───── 抜粋本文 ─────

2 基礎となる事実(証拠を付さない事実は,当事者間に争いがない。)
(1) 当事者等
原告は,宗教法人天理教豊文分教会(以下「天理教豊文分教会」とい
う。)を,被告による天理教豊文分教会の規則変更の認証処分時まで包括していた
宗教法人である。
被告は,天理教豊文分教会の所轄庁である。
(2) 天理教豊文分教会は,平成13年7月3日,原告との被包括関係を廃止す
る旨の公告をし,同時に,原告に対し,責任役員会の決議に基づき原告との被包括
関係を廃止する旨の通知をした。(乙3,4,弁論の全趣旨)

───── 記録一覧 ─────

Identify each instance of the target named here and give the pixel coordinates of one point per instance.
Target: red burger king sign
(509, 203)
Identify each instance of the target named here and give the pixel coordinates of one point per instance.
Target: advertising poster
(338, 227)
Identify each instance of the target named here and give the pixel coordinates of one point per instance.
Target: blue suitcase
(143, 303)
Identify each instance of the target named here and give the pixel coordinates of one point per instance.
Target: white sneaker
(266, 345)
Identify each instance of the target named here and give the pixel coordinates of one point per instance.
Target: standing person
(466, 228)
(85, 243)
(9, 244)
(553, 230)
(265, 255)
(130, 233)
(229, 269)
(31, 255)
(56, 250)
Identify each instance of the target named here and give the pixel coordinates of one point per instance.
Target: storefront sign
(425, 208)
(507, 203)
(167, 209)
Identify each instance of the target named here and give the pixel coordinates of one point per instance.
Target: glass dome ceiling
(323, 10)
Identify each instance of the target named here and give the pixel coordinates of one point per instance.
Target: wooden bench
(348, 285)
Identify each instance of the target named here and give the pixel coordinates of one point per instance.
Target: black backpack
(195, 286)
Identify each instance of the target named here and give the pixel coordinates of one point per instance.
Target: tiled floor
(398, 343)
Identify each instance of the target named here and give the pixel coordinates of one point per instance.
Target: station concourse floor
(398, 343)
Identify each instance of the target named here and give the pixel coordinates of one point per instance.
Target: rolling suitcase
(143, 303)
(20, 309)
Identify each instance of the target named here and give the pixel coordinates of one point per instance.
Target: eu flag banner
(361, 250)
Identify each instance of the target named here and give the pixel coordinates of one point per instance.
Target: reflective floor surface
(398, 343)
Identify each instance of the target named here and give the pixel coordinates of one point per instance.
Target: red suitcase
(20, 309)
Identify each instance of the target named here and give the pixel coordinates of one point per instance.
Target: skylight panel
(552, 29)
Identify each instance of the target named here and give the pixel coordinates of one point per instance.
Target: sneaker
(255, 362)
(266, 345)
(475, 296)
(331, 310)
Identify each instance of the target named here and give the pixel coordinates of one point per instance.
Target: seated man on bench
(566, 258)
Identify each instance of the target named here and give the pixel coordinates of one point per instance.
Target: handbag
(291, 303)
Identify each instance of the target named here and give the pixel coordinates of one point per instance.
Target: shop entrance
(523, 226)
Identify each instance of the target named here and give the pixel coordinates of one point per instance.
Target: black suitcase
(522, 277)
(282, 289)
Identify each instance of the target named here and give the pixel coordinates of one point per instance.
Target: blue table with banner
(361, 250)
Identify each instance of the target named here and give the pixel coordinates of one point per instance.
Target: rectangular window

─────

• **課題一覧**:
- A) 抜粋本文の「2 基礎となる事実(証拠を付さない事実は,当事者間に争いがない。)」から「関係を廃止する旨の通知をした。(乙3,4,弁論の全趣旨)」までを、「原告」を「申立人」に書き換えて示せ。
- B) 抜粋本文について、次の問いに答えよ。
(i) 被告は天理教豊文分教会にとってどのような立場にあるか。
(ii) 天理教豊文分教会が原告との被包括関係を廃止する旨の公告をしたのはいつか。
(iii) 原告との被包括関係を廃止する旨の通知は、何に基づいてされたか。
記録は抜粋本文とは別の出典から取ったものである。

• **解答**:
- A)
2 基礎となる事実(証拠を付さない事実は,当事者間に争いがない。)
(1) 当事者等
申立人は,宗教法人天理教豊文分教会(以下「天理教豊文分教会」とい
う。)を,被告による天理教豊文分教会の規則変更の認証処分時まで包括していた
宗教法人である。
被告は,天理教豊文分教会の所轄庁である。
(2) 天理教豊文分教会は,平成13年7月3日,申立人との被包括関係を廃止す
る旨の公告をし,同時に,申立人に対し,責任役員会の決議に基づき申立人との被包括
関係を廃止する旨の通知をした。(乙3,4,弁論の全趣旨)

- B)
(i) 所轄庁である。
(ii) 平成13年7月3日。
(iii) 責任役員会の決議。